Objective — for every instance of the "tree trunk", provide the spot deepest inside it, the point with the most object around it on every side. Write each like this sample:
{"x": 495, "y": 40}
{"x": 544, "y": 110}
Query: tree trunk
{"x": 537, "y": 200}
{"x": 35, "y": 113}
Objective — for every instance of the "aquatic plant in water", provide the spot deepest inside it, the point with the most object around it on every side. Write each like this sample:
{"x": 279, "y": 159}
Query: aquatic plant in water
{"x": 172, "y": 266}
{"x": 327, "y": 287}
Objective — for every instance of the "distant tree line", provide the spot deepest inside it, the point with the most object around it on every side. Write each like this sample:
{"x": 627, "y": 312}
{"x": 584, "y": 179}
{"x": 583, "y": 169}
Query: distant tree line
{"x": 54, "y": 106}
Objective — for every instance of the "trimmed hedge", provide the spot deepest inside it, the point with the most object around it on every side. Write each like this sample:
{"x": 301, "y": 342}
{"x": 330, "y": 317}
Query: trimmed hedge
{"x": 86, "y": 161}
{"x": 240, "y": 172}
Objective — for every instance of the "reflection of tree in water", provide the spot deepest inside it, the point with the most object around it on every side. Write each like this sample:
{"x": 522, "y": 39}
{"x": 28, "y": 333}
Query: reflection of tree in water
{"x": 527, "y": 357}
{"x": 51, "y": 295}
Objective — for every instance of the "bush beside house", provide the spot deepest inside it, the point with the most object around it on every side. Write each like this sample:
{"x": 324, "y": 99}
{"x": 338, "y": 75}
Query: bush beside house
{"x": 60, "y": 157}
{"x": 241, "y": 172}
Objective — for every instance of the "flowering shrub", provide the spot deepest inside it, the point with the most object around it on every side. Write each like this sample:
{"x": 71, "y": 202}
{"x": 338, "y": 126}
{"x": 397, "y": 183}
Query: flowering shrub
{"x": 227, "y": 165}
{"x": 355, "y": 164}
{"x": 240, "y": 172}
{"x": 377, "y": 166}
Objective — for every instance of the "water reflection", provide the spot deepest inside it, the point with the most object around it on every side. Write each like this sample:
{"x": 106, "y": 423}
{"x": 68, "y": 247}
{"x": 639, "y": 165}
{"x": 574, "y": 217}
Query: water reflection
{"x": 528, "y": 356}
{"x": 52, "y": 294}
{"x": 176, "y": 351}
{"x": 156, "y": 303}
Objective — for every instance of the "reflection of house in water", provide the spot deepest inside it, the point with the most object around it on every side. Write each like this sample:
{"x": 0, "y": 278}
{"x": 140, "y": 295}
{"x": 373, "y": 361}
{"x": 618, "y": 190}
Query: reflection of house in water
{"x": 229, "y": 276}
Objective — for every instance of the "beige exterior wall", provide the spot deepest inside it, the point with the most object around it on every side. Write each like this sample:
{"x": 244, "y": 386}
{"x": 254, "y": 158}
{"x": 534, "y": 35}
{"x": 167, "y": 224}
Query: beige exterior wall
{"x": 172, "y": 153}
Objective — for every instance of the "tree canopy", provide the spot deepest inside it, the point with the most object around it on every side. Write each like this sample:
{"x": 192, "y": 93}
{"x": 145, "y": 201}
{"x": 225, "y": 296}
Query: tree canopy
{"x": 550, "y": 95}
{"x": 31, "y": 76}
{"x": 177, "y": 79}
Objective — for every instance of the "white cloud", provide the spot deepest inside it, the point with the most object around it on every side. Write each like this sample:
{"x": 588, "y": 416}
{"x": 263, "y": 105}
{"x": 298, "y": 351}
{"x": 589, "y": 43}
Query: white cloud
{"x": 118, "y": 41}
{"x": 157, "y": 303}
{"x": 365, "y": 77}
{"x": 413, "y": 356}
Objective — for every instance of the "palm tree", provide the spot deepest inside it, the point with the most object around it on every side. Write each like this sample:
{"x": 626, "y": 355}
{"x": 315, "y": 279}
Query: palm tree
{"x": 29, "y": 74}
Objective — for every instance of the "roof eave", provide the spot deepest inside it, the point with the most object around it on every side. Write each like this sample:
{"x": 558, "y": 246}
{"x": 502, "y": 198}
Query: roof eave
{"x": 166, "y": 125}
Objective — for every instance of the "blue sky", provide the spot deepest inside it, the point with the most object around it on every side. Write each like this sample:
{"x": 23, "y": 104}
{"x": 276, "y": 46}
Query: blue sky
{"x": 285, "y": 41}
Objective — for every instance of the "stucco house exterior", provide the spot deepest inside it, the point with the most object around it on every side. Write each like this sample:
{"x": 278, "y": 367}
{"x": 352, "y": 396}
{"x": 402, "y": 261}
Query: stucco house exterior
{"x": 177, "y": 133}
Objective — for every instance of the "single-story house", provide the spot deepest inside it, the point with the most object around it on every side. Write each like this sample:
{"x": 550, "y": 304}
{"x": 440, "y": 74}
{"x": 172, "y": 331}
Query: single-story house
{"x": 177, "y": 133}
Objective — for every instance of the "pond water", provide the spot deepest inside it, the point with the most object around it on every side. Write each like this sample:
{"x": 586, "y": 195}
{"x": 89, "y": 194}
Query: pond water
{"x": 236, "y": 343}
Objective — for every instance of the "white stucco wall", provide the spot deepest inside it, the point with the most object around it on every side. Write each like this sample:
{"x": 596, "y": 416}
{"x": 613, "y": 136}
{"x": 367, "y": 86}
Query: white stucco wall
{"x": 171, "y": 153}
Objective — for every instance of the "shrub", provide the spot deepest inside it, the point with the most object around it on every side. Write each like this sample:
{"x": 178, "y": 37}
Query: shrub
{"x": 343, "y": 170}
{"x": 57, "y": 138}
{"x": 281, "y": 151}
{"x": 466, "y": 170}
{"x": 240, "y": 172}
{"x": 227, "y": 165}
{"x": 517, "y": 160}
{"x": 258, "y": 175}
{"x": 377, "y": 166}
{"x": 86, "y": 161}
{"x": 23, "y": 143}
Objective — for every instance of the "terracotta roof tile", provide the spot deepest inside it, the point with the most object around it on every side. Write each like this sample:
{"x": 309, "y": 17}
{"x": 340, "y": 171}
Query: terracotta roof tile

+---+

**TASK ITEM**. Copy each line of the material exactly as written.

**ANSWER TO THE EXERCISE**.
Objective — for every instance of the "tree trunk", provide the spot deepest inside it, the point with the most object around it on every side. Write each like this sample:
{"x": 495, "y": 40}
{"x": 544, "y": 110}
Query: tree trunk
{"x": 537, "y": 200}
{"x": 35, "y": 113}
Objective — for every instance of the "aquatic plant in water", provide the spot deepest inside it, the point with the most object around it on every side. Write each like this sample:
{"x": 279, "y": 159}
Query: aquatic plant in water
{"x": 172, "y": 266}
{"x": 327, "y": 287}
Objective — for every instance of the "distant tree line", provide the spot deepest inside it, the point with the most object around it on every side. Write each like this sample:
{"x": 627, "y": 312}
{"x": 584, "y": 179}
{"x": 583, "y": 169}
Query: distant tree line
{"x": 54, "y": 106}
Objective — for every instance of the "trimmed hedge", provide the spot deepest inside it, the point with the most object around it on every side. Write each like this sample:
{"x": 301, "y": 342}
{"x": 330, "y": 317}
Query: trimmed hedge
{"x": 86, "y": 161}
{"x": 240, "y": 172}
Objective — for every instance of the "reflection of tree in water", provide the spot deepest inside it, the point with the most object around it on every side. Write each like this sample:
{"x": 522, "y": 39}
{"x": 28, "y": 333}
Query: reflection of tree in water
{"x": 527, "y": 357}
{"x": 51, "y": 295}
Objective — for every instance of the "bush beside house", provide the spot deepest inside it, the point with the most object around it on every side. Write each like this sample:
{"x": 324, "y": 99}
{"x": 338, "y": 75}
Query: bush beside house
{"x": 60, "y": 157}
{"x": 241, "y": 172}
Objective — for every instance of the "flowering shrub", provide the spot deepest inside it, the point with the most object around it on every side. Write each like this sample:
{"x": 71, "y": 202}
{"x": 338, "y": 126}
{"x": 397, "y": 183}
Query: flowering shrub
{"x": 227, "y": 165}
{"x": 355, "y": 164}
{"x": 240, "y": 172}
{"x": 377, "y": 166}
Objective — for every instance of the "water reflection", provide the spot deepest inside it, the point with the most object around it on every side. Write each like this sample:
{"x": 106, "y": 423}
{"x": 68, "y": 247}
{"x": 639, "y": 165}
{"x": 574, "y": 217}
Query: water reflection
{"x": 528, "y": 356}
{"x": 52, "y": 294}
{"x": 176, "y": 351}
{"x": 156, "y": 303}
Objective — for every instance of the "reflection of house in water", provide the spot deepest inside it, the point with the most object around it on every side. Write each like this sample:
{"x": 0, "y": 278}
{"x": 140, "y": 295}
{"x": 373, "y": 361}
{"x": 618, "y": 190}
Query: reflection of house in water
{"x": 229, "y": 276}
Objective — for every instance of the "beige exterior wall", provide the spot deepest inside it, the point with the most object around it on every side. Write each like this sample:
{"x": 244, "y": 386}
{"x": 254, "y": 158}
{"x": 534, "y": 35}
{"x": 167, "y": 224}
Query: beige exterior wall
{"x": 172, "y": 153}
Objective — for every instance of the "tree canopy", provide the spot deepest inside it, the point with the most object around it on every side. Write each like this sample:
{"x": 192, "y": 93}
{"x": 145, "y": 201}
{"x": 225, "y": 296}
Query: tree canopy
{"x": 550, "y": 95}
{"x": 31, "y": 76}
{"x": 177, "y": 79}
Objective — for every instance of the "white cloud", provide the spot deepest inside it, the point with the most object around it on every side. Write each like this sample:
{"x": 588, "y": 416}
{"x": 263, "y": 105}
{"x": 298, "y": 351}
{"x": 589, "y": 43}
Query: white cloud
{"x": 118, "y": 41}
{"x": 157, "y": 303}
{"x": 365, "y": 77}
{"x": 413, "y": 356}
Objective — for every instance of the "palm tree", provide the spot deepest inside it, the point with the most object around it on every side. Write each like this sample:
{"x": 626, "y": 355}
{"x": 315, "y": 279}
Query: palm tree
{"x": 29, "y": 74}
Objective — for every instance of the "roof eave", provide the spot deepest inside it, the point with the most object around it on every side. Write each like this sample:
{"x": 558, "y": 246}
{"x": 502, "y": 198}
Query: roof eave
{"x": 166, "y": 125}
Objective — for every instance of the "blue sky", provide the spot deepest inside it, the point with the most object around it on every side. Write each like this sample:
{"x": 23, "y": 104}
{"x": 276, "y": 46}
Query: blue sky
{"x": 285, "y": 41}
Objective — for every instance of the "stucco house exterior", provide the spot deepest inside it, the point with the most object around it on every side. Write each like this sample:
{"x": 278, "y": 367}
{"x": 352, "y": 396}
{"x": 402, "y": 261}
Query: stucco house exterior
{"x": 177, "y": 133}
Objective — for every instance of the "single-story house", provide the spot deepest inside it, the point with the most object around it on every side. Write each like this sample:
{"x": 550, "y": 304}
{"x": 440, "y": 74}
{"x": 172, "y": 331}
Query: single-story house
{"x": 177, "y": 133}
Objective — for every instance of the "pond water", provide the spot deepest inside it, the point with the most object around it on every side. Write each like this sample:
{"x": 586, "y": 195}
{"x": 89, "y": 194}
Query: pond water
{"x": 236, "y": 343}
Objective — for every instance of the "white stucco wall", provide the spot deepest inside it, the point with the most object around it on every side. Write each like this sample:
{"x": 596, "y": 416}
{"x": 613, "y": 136}
{"x": 367, "y": 86}
Query: white stucco wall
{"x": 171, "y": 153}
Objective — for every instance of the "shrub", provide the spot deepest inside it, the point with the most object around it on every side. Write each like this sample:
{"x": 178, "y": 37}
Query: shrub
{"x": 343, "y": 170}
{"x": 57, "y": 138}
{"x": 281, "y": 151}
{"x": 466, "y": 170}
{"x": 240, "y": 172}
{"x": 227, "y": 165}
{"x": 517, "y": 160}
{"x": 258, "y": 175}
{"x": 377, "y": 166}
{"x": 86, "y": 161}
{"x": 23, "y": 143}
Objective — for every instance of the "terracotta roof tile", provide the spot deepest inside it, the point with the most object around it on every side. Write each like this sample:
{"x": 309, "y": 17}
{"x": 340, "y": 171}
Query: terracotta roof tile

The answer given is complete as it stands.